Directions for this task: Repeat each line word for word.

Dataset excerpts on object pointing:
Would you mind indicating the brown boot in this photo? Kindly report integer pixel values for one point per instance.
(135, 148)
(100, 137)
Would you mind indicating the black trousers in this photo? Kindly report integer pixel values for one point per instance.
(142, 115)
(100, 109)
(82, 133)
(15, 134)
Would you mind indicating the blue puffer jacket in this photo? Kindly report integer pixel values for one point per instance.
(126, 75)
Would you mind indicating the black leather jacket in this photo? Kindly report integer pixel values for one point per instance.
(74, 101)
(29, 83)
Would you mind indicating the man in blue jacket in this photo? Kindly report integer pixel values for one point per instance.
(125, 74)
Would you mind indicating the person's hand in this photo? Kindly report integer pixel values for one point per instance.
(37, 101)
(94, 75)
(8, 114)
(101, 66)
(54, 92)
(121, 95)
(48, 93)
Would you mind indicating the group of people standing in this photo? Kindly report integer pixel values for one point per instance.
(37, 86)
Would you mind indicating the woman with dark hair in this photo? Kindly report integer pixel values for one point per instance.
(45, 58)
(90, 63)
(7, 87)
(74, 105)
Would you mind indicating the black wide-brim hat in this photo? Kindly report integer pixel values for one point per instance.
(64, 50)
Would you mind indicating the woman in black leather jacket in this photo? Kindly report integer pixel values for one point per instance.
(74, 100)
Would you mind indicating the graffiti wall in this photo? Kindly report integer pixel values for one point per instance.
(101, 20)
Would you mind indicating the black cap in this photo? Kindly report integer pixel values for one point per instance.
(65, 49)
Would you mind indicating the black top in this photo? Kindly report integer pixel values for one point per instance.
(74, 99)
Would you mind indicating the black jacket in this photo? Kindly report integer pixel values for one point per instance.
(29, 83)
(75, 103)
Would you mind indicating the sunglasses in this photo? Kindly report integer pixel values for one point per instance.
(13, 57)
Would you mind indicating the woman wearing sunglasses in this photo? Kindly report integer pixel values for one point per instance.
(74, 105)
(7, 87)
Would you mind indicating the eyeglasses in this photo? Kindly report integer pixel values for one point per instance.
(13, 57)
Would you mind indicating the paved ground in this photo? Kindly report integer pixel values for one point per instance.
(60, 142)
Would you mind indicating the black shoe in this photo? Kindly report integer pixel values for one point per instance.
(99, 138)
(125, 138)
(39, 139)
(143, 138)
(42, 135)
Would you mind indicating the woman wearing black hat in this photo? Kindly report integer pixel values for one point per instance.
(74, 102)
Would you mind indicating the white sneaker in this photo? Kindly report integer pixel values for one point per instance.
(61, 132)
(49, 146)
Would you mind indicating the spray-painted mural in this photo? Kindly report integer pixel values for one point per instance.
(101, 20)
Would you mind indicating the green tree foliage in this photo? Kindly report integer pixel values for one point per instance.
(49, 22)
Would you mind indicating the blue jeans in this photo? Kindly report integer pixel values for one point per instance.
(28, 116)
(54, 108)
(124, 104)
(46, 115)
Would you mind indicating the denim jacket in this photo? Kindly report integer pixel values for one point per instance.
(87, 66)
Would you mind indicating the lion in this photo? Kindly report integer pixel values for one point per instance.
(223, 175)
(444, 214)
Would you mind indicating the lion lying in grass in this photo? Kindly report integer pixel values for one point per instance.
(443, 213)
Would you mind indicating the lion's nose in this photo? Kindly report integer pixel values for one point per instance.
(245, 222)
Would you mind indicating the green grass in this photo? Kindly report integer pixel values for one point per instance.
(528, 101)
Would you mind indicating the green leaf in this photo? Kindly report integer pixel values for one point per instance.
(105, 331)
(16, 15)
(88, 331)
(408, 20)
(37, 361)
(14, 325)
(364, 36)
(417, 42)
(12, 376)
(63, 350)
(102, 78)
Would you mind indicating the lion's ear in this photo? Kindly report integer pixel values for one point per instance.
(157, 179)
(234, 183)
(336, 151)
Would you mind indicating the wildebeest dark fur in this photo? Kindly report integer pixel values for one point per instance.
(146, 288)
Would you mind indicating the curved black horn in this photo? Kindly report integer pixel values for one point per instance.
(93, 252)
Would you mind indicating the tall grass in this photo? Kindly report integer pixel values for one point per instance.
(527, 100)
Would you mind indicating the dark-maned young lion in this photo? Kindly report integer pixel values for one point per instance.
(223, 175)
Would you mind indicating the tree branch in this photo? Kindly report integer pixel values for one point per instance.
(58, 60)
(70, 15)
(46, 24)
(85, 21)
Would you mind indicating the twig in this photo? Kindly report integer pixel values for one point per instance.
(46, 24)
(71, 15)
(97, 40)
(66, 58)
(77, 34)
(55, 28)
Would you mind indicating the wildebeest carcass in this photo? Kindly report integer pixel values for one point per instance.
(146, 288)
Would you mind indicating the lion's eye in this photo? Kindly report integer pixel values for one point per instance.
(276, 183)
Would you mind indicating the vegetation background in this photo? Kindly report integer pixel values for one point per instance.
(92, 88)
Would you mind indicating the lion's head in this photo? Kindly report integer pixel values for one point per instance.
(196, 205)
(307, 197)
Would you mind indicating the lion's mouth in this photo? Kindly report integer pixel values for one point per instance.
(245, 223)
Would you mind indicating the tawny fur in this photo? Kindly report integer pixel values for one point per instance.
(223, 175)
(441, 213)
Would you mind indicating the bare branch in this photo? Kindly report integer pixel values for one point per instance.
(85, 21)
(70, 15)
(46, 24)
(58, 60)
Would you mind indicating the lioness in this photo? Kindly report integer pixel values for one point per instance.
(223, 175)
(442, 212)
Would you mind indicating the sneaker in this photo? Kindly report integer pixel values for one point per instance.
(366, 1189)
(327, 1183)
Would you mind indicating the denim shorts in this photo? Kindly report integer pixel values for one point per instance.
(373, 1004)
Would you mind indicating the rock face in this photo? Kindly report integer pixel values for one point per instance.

Response for this exercise:
Would you mind indicating the brown boot in this photo? Kindly report integer pixel values for one point per instance.
(135, 148)
(100, 137)
Would you mind indicating the black trousers in this photo? Kindly report integer pixel values for one point per instance.
(142, 115)
(100, 109)
(82, 133)
(15, 134)
Would you mind indicating the blue puffer jacket in this photo? Kindly report integer pixel values for one point per instance.
(126, 75)
Would you mind indicating the black leather jacket in this photo? Kindly report integer pixel values for one point per instance.
(74, 101)
(29, 83)
Would you mind indicating the man in blue jacket in this photo? Kindly report integer pixel values for one point per instance.
(125, 74)
Would you mind indicating the person's hand in this photo? Kindly report integer pixel values for one point per instance.
(37, 101)
(94, 75)
(8, 114)
(101, 66)
(54, 92)
(121, 95)
(48, 93)
Would you mind indicating the group of people standing in this photo? Kindly report integer pixel values for one point per instance.
(37, 86)
Would you mind indicating the woman with dark hair in this photo? Kindly report integer pixel values for one point per instance.
(45, 58)
(90, 63)
(7, 87)
(74, 105)
Would you mind indicating the black wide-brim hat in this photo? Kindly report integer pixel values for one point per instance.
(64, 50)
Would you mind indicating the woman in black leather jacket in this photo? Kindly report integer pixel values for one point per instance.
(74, 100)
Would you mind indicating the graffiti wall in this photo? Kindly report integer pixel values for one point per instance.
(101, 20)
Would you mind indicating the black cap in this photo? Kindly report integer pixel values for one point per instance.
(65, 49)
Would you mind indicating the black top in this photo? Kindly report integer pixel values for one point per instance.
(74, 99)
Would you mind indicating the black jacket in this photo? Kindly report integer pixel values for one point per instance.
(29, 83)
(75, 103)
Would you mind indicating the sunglasses in this photo? Kindly report integer pixel values for one point per instance.
(13, 57)
Would you mind indicating the woman wearing sunglasses in this photo? Kindly report integer pixel values for one point per instance.
(74, 105)
(7, 87)
Would you mind indicating the eyeglasses in this photo? Kindly report integer pixel values for one point per instance.
(13, 57)
Would you mind indicating the paved ground in this photo? Kindly report integer pixel values for one point per instance.
(60, 142)
Would you mind indicating the black shoe in this photo? Kindly report integer pixel values for one point per instance.
(99, 138)
(125, 138)
(39, 139)
(143, 138)
(42, 135)
Would you mind indicating the woman wearing black hat in this photo? Kindly report integer pixel values for one point per instance.
(74, 102)
Would you mind indicating the white sneaker in this photo? Kindly report integer pixel values for one point per instance.
(61, 132)
(49, 146)
Would you mind indicating the spray-painted mural in this photo? Kindly report integer pixel values for one point per instance.
(101, 20)
Would you mind indicating the green tree foliage in this photo? Kindly report integer pixel values for one point per instance.
(49, 22)
Would you mind indicating the blue jeans in this photo? Kindly report integer pixel values for one point per instance.
(28, 116)
(54, 108)
(124, 104)
(46, 115)
Would you mind indicating the denim jacket in this photo? Kindly report integer pixel values for one point per instance.
(87, 66)
Would you mind indicating the lion in this photo? Kindly report integer pixel values for one point per instance.
(223, 175)
(444, 214)
Would you mind indicating the lion lying in grass in this photo? Kindly report integer pixel values for one point per instance.
(443, 213)
Would you mind indicating the lion's nose in this photo? Kindly report integer pixel values for one point per instance.
(245, 222)
Would you mind indicating the green grass in this photo? Kindly report integer pixel values for one point per instance.
(528, 101)
Would you mind indicating the green leaf in this photo? Kindly report integer pixel values for one point per instance.
(105, 331)
(16, 15)
(88, 331)
(408, 20)
(37, 361)
(14, 325)
(364, 36)
(417, 42)
(12, 376)
(63, 350)
(102, 78)
Would you mind indicating the lion's ear in this photo? Kindly report integer pixel values for one point per instance.
(157, 179)
(234, 183)
(336, 151)
Would you mind indicating the wildebeest dark fur in this photo? Kindly report integer pixel values for one point per instance.
(146, 288)
Would you mind indicating the curved black horn in this photo? Kindly report integer pixel values for one point per instance.
(93, 252)
Would you mind indicating the tall grass in this photo? Kindly report integer pixel values for one point per instance.
(527, 100)
Would you mind indicating the dark-maned young lion in this photo? Kindly report integer pixel values for one point per instance.
(223, 175)
Would you mind indicating the tree branch in this photo? Kindly report integer pixel values for one point per instance.
(58, 60)
(70, 15)
(46, 24)
(85, 21)
Would you mind indicating the twig in this photo? Kindly report integer pixel values for one point per instance.
(46, 24)
(71, 15)
(97, 40)
(66, 58)
(77, 34)
(55, 28)
Would you mind indicating the wildebeest carcass in this photo? Kindly report integer pixel values for one point per instance.
(146, 288)
Would you mind indicating the lion's eye in this photo? Kindly report integer pixel values for one point per instance.
(276, 183)
Would you mind indicating the vegetation background in this photo? Kindly report integer pixel values for one point per instance.
(92, 88)
Would you mind indicating the lion's head in this photo? Kindly report integer pixel values for one point per instance.
(196, 205)
(307, 197)
Would you mind indicating the lion's mouth in this photo? Kindly report integer pixel values for one point per instance.
(245, 223)
Would you mind indicating the tawny fur in this photo? Kindly report integer pixel values for one point per instance.
(223, 175)
(441, 213)
Would you mind indicating the bare branch in this photo? Kindly report integer pixel values for one point per instance.
(85, 21)
(70, 15)
(46, 24)
(58, 60)
Would you mind indicating the lioness in this photo? Kindly report integer pixel values for one point per instance.
(223, 175)
(442, 212)
Would you mind indicating the sneaker in this photo? Kindly report integer pixel values for one point per instance.
(366, 1189)
(327, 1183)
Would you mind indicating the denim shorts in this photo? Kindly report integer pixel values for one point per instance.
(373, 1004)
Would you mind indicating the rock face in this photo? Kindly report integer pixel values for one point per instance.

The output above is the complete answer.